Problem: Give back only the lines from the one with "Spot the purple" through the last line of the data, exactly as they appear.

Excerpts of location labeling data:

____

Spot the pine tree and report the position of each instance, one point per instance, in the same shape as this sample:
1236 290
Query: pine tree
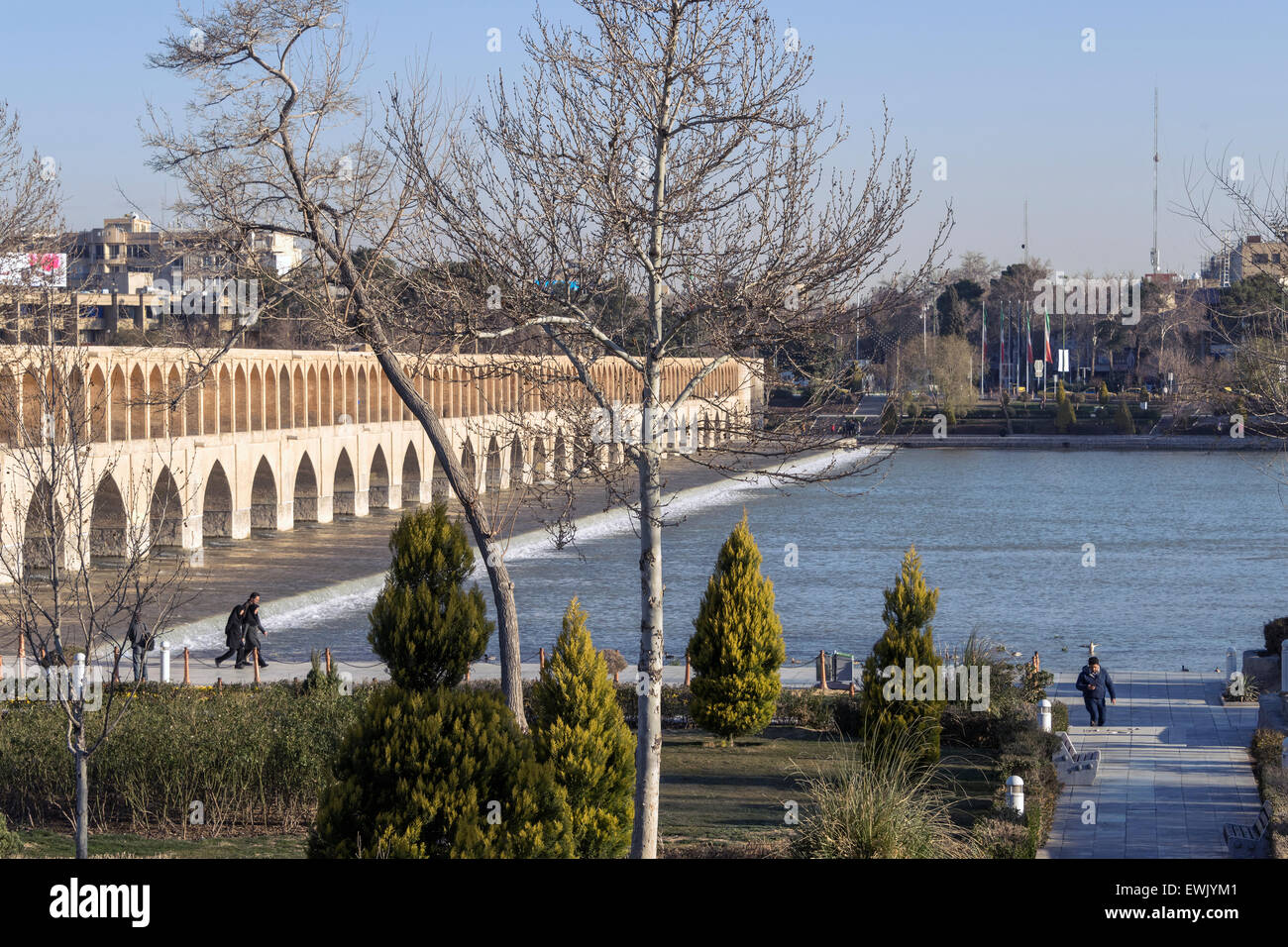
1122 420
737 644
1065 416
894 703
579 728
441 774
425 624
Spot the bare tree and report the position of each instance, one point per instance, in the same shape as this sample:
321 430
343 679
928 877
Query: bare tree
279 142
661 151
77 569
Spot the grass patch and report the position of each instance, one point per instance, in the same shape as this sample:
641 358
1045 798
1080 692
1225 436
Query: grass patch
46 843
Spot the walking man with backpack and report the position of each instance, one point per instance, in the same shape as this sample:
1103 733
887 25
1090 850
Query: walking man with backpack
1095 685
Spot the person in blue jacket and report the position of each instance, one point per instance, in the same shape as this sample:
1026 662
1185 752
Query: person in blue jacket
1095 685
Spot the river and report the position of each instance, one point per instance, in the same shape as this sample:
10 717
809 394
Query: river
1188 554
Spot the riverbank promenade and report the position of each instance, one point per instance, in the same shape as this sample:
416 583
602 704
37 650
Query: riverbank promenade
1173 768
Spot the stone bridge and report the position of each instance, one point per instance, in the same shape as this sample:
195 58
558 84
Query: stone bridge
269 438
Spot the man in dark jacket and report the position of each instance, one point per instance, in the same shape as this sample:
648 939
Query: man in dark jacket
233 635
141 643
254 634
1095 685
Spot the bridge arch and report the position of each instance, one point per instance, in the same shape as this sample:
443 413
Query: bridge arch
377 484
165 513
344 486
263 497
305 495
108 538
217 504
411 476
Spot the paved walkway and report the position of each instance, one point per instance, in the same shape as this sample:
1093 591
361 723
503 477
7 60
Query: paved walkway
1173 768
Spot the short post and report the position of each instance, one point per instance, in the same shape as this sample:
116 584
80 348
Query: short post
1044 715
1016 795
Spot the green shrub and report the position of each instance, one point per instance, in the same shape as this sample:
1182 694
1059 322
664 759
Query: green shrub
580 731
11 843
441 774
425 624
1275 631
737 644
879 799
910 607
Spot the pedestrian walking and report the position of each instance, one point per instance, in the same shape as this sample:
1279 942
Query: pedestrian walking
141 642
254 633
233 635
1095 685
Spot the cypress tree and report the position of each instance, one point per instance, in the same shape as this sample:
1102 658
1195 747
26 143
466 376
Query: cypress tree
1065 416
425 624
579 728
1124 420
441 774
737 644
888 710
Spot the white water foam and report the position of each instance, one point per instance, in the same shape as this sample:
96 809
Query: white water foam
308 609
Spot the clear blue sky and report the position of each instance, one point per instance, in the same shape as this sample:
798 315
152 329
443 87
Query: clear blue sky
1003 90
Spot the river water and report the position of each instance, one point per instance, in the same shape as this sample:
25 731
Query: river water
1188 549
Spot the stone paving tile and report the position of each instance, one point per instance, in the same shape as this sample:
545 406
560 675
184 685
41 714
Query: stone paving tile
1173 768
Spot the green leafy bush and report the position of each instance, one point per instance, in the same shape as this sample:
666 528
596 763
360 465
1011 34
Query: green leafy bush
441 774
580 731
737 644
425 624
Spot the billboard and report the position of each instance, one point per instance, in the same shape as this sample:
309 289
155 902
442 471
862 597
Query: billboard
34 269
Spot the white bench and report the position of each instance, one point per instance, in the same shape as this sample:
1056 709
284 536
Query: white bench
1248 841
1074 768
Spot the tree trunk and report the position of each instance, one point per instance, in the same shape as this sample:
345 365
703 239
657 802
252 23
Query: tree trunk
81 762
648 746
497 574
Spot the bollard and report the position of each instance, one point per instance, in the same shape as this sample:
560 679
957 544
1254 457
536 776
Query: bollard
1044 715
1016 795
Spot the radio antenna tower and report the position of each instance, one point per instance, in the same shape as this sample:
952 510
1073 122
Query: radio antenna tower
1153 253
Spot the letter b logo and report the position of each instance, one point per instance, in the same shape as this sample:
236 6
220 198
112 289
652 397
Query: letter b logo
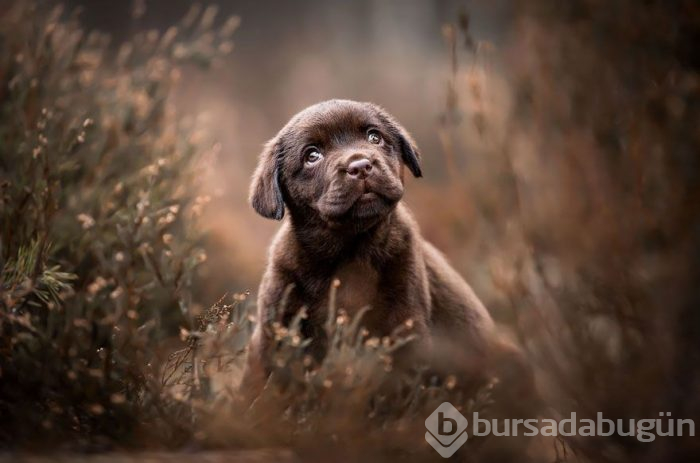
446 429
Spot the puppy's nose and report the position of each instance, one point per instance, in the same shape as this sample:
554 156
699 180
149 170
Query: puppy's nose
359 168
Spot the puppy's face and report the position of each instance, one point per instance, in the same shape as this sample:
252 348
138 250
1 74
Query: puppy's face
339 161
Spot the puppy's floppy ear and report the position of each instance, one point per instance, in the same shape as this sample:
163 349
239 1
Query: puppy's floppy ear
265 193
409 151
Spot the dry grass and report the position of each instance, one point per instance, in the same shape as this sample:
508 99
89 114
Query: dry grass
572 205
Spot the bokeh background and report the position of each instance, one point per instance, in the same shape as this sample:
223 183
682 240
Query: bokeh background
289 55
560 143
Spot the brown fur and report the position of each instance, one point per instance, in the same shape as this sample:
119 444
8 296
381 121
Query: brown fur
370 243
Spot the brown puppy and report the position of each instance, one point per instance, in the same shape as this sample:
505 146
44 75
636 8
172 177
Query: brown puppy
338 167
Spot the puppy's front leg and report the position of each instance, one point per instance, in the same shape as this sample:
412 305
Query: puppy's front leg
270 296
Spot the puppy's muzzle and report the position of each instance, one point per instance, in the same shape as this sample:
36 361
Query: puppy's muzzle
359 168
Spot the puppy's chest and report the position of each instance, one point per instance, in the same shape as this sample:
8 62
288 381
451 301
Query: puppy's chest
359 286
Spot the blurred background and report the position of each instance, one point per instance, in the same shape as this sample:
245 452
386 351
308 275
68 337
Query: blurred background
560 144
289 55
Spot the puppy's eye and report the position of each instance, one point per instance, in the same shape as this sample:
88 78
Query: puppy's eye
374 137
312 156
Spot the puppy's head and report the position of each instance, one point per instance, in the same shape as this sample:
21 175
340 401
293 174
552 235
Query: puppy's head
339 161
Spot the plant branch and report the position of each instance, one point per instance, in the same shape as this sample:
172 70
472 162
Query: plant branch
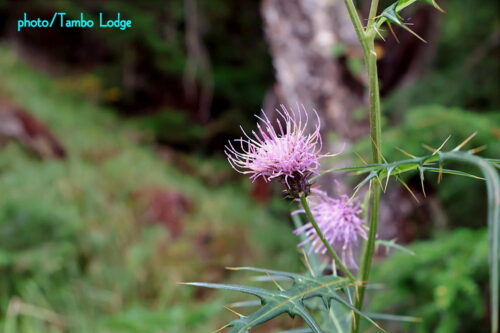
331 252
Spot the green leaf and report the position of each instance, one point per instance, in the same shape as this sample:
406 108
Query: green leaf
383 316
391 14
291 300
394 245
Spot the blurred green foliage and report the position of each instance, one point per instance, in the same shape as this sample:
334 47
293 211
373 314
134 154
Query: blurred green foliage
445 284
464 69
75 252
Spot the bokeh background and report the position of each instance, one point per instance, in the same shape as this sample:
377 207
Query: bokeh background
114 186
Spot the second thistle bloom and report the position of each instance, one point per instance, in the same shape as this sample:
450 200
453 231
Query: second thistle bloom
286 151
339 220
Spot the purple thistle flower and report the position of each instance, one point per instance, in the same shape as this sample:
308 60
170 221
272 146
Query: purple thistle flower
340 223
287 153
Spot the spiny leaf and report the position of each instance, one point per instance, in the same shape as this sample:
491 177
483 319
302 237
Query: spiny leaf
383 316
452 172
391 14
291 276
291 300
263 294
394 245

____

Output below:
Spot the purple thistle flower and report the position of each instance, one point per instance, in the same shape as this sample:
308 60
170 221
272 146
Query: purple thistle flower
340 223
287 153
Spot the spiny leaf and report the position of each instance, one point per instance, in the same shape as this sample:
491 177
483 319
302 237
Query: spiny leaf
383 316
452 172
391 14
291 276
291 300
263 294
394 245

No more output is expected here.